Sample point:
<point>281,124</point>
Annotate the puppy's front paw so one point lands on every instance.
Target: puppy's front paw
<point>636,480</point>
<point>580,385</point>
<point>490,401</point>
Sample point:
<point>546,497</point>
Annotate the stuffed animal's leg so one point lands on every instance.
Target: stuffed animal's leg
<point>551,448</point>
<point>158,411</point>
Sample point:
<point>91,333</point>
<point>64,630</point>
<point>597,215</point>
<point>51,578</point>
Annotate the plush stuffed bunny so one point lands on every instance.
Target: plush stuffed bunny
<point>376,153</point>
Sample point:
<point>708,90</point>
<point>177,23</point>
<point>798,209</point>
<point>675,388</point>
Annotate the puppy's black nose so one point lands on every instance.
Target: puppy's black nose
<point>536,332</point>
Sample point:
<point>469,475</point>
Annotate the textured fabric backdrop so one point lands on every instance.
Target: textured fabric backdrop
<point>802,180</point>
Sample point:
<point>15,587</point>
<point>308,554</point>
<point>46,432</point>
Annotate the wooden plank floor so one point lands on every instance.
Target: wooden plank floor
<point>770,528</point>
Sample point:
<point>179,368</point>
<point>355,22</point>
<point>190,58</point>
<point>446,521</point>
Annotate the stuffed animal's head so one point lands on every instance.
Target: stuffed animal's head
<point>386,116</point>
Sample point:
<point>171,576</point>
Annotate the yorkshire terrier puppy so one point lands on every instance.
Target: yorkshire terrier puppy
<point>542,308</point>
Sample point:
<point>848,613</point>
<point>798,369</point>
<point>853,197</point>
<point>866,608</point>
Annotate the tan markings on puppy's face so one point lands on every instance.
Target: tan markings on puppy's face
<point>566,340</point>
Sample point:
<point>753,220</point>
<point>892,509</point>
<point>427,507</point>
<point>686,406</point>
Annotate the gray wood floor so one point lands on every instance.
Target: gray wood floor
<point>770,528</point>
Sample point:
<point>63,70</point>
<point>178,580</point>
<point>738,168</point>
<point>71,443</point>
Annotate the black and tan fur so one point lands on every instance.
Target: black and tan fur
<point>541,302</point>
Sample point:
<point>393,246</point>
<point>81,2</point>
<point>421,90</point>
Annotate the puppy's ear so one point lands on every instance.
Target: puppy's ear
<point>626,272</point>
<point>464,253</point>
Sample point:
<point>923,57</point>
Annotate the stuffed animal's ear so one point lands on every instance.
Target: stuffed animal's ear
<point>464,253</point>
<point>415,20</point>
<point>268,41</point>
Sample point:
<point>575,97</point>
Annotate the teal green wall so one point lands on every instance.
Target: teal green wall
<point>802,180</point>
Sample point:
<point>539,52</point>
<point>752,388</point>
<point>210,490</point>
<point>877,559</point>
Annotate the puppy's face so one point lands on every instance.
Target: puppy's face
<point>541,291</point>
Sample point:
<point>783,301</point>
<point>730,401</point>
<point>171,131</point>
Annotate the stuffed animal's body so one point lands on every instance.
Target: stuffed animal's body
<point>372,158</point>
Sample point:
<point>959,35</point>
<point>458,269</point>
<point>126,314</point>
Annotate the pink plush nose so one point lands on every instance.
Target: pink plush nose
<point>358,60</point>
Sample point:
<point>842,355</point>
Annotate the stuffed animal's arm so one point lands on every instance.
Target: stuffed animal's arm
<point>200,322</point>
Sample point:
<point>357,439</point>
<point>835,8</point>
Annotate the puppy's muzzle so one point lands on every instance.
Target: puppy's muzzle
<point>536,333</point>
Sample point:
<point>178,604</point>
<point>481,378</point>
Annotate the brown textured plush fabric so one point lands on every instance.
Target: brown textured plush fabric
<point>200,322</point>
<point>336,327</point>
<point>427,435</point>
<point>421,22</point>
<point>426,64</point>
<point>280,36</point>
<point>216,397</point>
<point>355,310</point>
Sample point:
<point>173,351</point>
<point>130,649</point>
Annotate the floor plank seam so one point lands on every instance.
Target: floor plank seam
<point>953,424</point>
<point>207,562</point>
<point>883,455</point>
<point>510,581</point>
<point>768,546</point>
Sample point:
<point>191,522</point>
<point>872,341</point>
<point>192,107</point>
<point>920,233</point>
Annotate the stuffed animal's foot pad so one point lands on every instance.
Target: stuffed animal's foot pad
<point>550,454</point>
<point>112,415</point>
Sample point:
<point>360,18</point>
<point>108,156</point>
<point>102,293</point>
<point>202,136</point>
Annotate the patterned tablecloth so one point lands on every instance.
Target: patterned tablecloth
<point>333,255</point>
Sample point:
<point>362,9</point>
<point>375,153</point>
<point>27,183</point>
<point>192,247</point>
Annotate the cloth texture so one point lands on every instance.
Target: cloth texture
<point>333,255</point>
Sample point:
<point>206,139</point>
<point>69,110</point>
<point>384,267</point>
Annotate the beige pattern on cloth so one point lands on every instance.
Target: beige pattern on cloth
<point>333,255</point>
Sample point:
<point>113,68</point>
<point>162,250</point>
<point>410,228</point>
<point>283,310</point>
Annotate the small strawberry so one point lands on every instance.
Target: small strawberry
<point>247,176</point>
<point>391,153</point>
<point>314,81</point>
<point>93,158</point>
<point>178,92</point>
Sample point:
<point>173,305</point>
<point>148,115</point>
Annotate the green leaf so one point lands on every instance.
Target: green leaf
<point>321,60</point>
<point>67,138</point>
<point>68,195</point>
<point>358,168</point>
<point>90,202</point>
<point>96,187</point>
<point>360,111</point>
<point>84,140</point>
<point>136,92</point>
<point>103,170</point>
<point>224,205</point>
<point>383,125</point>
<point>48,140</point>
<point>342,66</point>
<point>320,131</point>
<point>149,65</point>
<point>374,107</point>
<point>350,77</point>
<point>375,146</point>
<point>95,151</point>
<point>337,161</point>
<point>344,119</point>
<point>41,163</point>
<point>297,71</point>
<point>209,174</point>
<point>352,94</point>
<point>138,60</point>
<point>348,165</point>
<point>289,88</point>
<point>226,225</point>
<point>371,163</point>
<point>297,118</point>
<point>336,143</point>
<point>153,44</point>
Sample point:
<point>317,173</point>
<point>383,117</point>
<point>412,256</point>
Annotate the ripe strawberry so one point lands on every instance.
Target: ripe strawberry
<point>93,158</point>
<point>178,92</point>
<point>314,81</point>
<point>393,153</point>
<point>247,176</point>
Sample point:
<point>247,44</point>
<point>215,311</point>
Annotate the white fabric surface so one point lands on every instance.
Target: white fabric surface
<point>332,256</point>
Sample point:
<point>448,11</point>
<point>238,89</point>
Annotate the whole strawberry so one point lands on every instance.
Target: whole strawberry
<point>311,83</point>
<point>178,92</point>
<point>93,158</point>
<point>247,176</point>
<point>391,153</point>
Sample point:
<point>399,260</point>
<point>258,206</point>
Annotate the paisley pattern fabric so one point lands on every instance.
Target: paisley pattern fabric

> _Exercise goal_:
Could you restate all of the lines above without altering a single word?

> _Task solution_:
Sample point:
<point>281,124</point>
Annotate the puppy's front paw so one point lands on every instance.
Target: puppy's front paw
<point>636,480</point>
<point>580,385</point>
<point>490,401</point>
Sample point:
<point>546,497</point>
Annotate the stuffed animal's leg so one point lands on every instance.
Target: stuffed animal's leg
<point>551,448</point>
<point>158,411</point>
Sample point:
<point>91,333</point>
<point>64,630</point>
<point>597,215</point>
<point>51,578</point>
Annotate the plush stuffed bunny so one point lands on every instance.
Target: plush stuffed bunny
<point>376,153</point>
Sample point:
<point>708,90</point>
<point>177,23</point>
<point>798,209</point>
<point>675,388</point>
Annotate the puppy's black nose so one point lands on every instance.
Target: puppy's black nose
<point>536,332</point>
Sample point:
<point>469,475</point>
Annotate the textured fabric backdrop so one point lands on every instance.
Target: textured fabric backdrop
<point>802,180</point>
Sample point:
<point>15,587</point>
<point>308,554</point>
<point>46,432</point>
Annotate the wooden plank floor so one point lands on every instance.
Target: wooden plank floor
<point>770,528</point>
Sample point:
<point>179,368</point>
<point>355,22</point>
<point>190,58</point>
<point>446,521</point>
Annotate the stuffed animal's head so one point lands on every instance.
Target: stuffed animal's head
<point>386,116</point>
Sample point:
<point>171,576</point>
Annotate the yorkshire terrier puppy so one point lands on every instance.
Target: yorkshire terrier puppy
<point>542,308</point>
Sample point:
<point>848,613</point>
<point>798,369</point>
<point>853,197</point>
<point>866,608</point>
Annotate the tan markings on puppy's face so one point lands on every instance.
Target: tan markings on puppy's face
<point>566,340</point>
Sample point:
<point>753,220</point>
<point>892,509</point>
<point>427,507</point>
<point>686,406</point>
Annotate the gray wood floor so one point lands on every instance.
Target: gray wood floor
<point>770,528</point>
Sample point:
<point>63,70</point>
<point>178,580</point>
<point>738,168</point>
<point>71,443</point>
Annotate the black and tan fur so one point lands on every instance.
Target: black and tan fur
<point>541,302</point>
Sample point:
<point>393,246</point>
<point>81,2</point>
<point>421,90</point>
Annotate the puppy's ear so one point lands on every instance.
Target: puppy's ear
<point>626,272</point>
<point>464,253</point>
Sample point:
<point>923,57</point>
Annotate the stuffed animal's ear so one point lands on every instance.
Target: stuffed animal's ear
<point>464,253</point>
<point>415,20</point>
<point>268,41</point>
Sample point:
<point>575,97</point>
Annotate the teal green wall so one point lands on every instance.
Target: teal green wall
<point>802,180</point>
Sample point:
<point>539,52</point>
<point>752,388</point>
<point>210,490</point>
<point>877,559</point>
Annotate the puppy's face so one point lands on every instance.
Target: puppy's face
<point>541,291</point>
Sample point:
<point>783,301</point>
<point>730,401</point>
<point>171,131</point>
Annotate the stuffed animal's body so one point lands on every instance.
Target: stuffed animal's body
<point>372,158</point>
Sample point:
<point>959,35</point>
<point>458,269</point>
<point>126,314</point>
Annotate the pink plush nose so one point lands on every instance.
Target: pink plush nose
<point>358,60</point>
Sample point:
<point>842,355</point>
Annotate the stuffed animal's arm so one point lands on every instance.
Target: stuffed animal's arm
<point>200,322</point>
Sample point:
<point>357,439</point>
<point>835,8</point>
Annotate the puppy's muzzle so one point lands on every instance.
Target: puppy's muzzle
<point>536,333</point>
Sample point:
<point>178,604</point>
<point>481,378</point>
Annotate the brown textured plush fabric so one point lands on every instance.
Target: brown textured plush fabric
<point>200,322</point>
<point>336,327</point>
<point>427,435</point>
<point>421,22</point>
<point>426,64</point>
<point>280,36</point>
<point>216,397</point>
<point>355,310</point>
Sample point:
<point>173,351</point>
<point>130,649</point>
Annotate the floor plank seam so one point lands on every instance.
Target: floor plank seam
<point>953,424</point>
<point>207,562</point>
<point>883,455</point>
<point>510,581</point>
<point>768,546</point>
Sample point:
<point>191,522</point>
<point>872,341</point>
<point>192,107</point>
<point>920,233</point>
Annotate the stuffed animal's foot pad so one point lands on every instance.
Target: stuffed animal's foot pad
<point>550,454</point>
<point>112,415</point>
Sample point:
<point>360,18</point>
<point>108,156</point>
<point>102,293</point>
<point>202,136</point>
Annotate the patterned tablecloth so one point lands on every instance.
Target: patterned tablecloth
<point>333,255</point>
Sample point:
<point>362,9</point>
<point>375,153</point>
<point>27,183</point>
<point>192,247</point>
Annotate the cloth texture so one point lands on every instance.
Target: cloth texture
<point>333,255</point>
Sample point:
<point>206,139</point>
<point>69,110</point>
<point>384,267</point>
Annotate the beige pattern on cloth so one point lands on every instance.
Target: beige pattern on cloth
<point>333,255</point>
Sample point:
<point>113,68</point>
<point>162,250</point>
<point>410,228</point>
<point>283,310</point>
Annotate the small strawberry so one point lands on every instance.
Target: small strawberry
<point>247,176</point>
<point>391,153</point>
<point>314,81</point>
<point>93,158</point>
<point>178,92</point>
Sample point:
<point>173,305</point>
<point>148,115</point>
Annotate the green leaf so one point lands on every instance.
Target: green leaf
<point>321,60</point>
<point>67,138</point>
<point>68,195</point>
<point>358,168</point>
<point>90,202</point>
<point>96,187</point>
<point>360,111</point>
<point>84,140</point>
<point>136,92</point>
<point>103,170</point>
<point>224,205</point>
<point>383,125</point>
<point>48,140</point>
<point>342,66</point>
<point>320,131</point>
<point>149,65</point>
<point>374,107</point>
<point>350,77</point>
<point>375,146</point>
<point>95,151</point>
<point>337,161</point>
<point>344,119</point>
<point>41,163</point>
<point>297,71</point>
<point>209,174</point>
<point>352,94</point>
<point>138,60</point>
<point>348,165</point>
<point>289,88</point>
<point>226,225</point>
<point>371,163</point>
<point>297,118</point>
<point>336,143</point>
<point>153,44</point>
Sample point:
<point>317,173</point>
<point>383,117</point>
<point>412,256</point>
Annotate the ripe strawberry so one point lands on every instance.
Target: ripe strawberry
<point>93,158</point>
<point>178,92</point>
<point>314,81</point>
<point>393,153</point>
<point>247,176</point>
Sample point:
<point>247,44</point>
<point>215,311</point>
Annotate the white fabric surface so one point lands on every instance.
Target: white fabric surface
<point>332,256</point>
Sample point:
<point>448,11</point>
<point>238,89</point>
Annotate the whole strawberry so one point lands on every instance.
Target: whole strawberry
<point>311,83</point>
<point>178,92</point>
<point>93,158</point>
<point>247,176</point>
<point>391,153</point>
Sample point:
<point>399,260</point>
<point>258,206</point>
Annotate the paisley pattern fabric so one point lands on every instance.
Target: paisley pattern fabric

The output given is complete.